==== Fragment źródłowy ====
Na kursie kucharskim do wielu dań uzywalismy tylko soli i pieprzu aby podbić składniki, żeby mówiły same za siebie, głównym dodatkiem były świeże zioła. I jedzenie było obłędne.
Z tym cukrem nie chodzilo mi o to, ze sie go nie daje do potraw czy ze jestem przeciwniczka slodzenia tylko o to, ze w przyprawie! jest więcej dodatków niż właściwej przyprawy.
Jak ktoś nie ma weny to niech kupuje mieszanki przypraw ale te, które mają faktycznie suszone ziola a nie ziemniaki :P i nie psują smaku przede wszystkim
smarcik   dni są piękne i niczyje, kiedy jesteś włóczykijem.
====
Polecenie 1: Proszę przepisać bez żadnych zmian fragment wypowiedzi o przyprawach między słowami „Na kursie kucharskim” a „jedzenie było obłędne.”, włącznie z nimi.
==== Materiały do ćwiczenia ====
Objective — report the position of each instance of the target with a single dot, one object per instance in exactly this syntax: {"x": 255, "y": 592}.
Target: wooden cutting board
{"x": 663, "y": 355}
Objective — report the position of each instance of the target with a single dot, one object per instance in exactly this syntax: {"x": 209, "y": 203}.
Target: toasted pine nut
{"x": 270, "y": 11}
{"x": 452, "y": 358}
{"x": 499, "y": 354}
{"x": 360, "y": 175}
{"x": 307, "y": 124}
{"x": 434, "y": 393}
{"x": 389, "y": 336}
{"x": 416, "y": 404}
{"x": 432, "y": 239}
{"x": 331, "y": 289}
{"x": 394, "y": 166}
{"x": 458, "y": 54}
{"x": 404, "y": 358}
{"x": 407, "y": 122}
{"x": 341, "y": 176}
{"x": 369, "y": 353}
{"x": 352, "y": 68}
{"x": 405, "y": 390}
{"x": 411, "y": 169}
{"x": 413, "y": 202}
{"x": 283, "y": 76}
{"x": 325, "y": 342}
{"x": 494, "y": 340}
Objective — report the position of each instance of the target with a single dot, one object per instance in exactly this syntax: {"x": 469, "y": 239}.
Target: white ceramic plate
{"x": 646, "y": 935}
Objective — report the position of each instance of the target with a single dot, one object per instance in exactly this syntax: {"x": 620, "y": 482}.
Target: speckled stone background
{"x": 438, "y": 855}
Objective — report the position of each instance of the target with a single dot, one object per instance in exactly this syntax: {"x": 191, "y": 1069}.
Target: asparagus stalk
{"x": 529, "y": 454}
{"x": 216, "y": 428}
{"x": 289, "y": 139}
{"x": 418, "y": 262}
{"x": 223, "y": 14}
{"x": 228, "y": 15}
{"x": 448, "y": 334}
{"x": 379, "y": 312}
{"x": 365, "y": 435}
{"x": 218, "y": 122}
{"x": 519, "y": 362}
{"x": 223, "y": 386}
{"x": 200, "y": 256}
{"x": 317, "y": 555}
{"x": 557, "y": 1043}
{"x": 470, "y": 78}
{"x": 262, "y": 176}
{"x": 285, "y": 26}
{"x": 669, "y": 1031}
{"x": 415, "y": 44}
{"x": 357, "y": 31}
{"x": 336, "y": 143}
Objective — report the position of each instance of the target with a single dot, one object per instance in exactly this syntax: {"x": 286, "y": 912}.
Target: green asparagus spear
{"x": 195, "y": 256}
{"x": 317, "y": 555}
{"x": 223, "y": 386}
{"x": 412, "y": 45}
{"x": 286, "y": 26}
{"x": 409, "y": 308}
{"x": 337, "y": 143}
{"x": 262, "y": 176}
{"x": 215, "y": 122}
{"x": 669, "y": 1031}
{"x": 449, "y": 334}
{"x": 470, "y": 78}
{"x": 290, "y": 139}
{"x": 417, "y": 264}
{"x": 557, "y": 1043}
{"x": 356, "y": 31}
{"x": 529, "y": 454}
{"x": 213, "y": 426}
====
Polecenie 2: Proszę pokazać wszystkie wiersze powyżej, w których występuje słowo „single”, przepisując każdy z nich w całości.

Odpowiedź pisemna 1:
Na kursie kucharskim do wielu dań uzywalismy tylko soli i pieprzu aby podbić składniki, żeby mówiły same za siebie, głównym dodatkiem były świeże zioła. I jedzenie było obłędne.

Odpowiedź pisemna 2:
Objective — report the position of each instance of the target with a single dot, one object per instance in exactly this syntax: {"x": 255, "y": 592}.
Objective — report the position of each instance of the target with a single dot, one object per instance in exactly this syntax: {"x": 209, "y": 203}.
Objective — report the position of each instance of the target with a single dot, one object per instance in exactly this syntax: {"x": 469, "y": 239}.
Objective — report the position of each instance of the target with a single dot, one object per instance in exactly this syntax: {"x": 620, "y": 482}.
Objective — report the position of each instance of the target with a single dot, one object per instance in exactly this syntax: {"x": 191, "y": 1069}.
Objective — report the position of each instance of the target with a single dot, one object per instance in exactly this syntax: {"x": 286, "y": 912}.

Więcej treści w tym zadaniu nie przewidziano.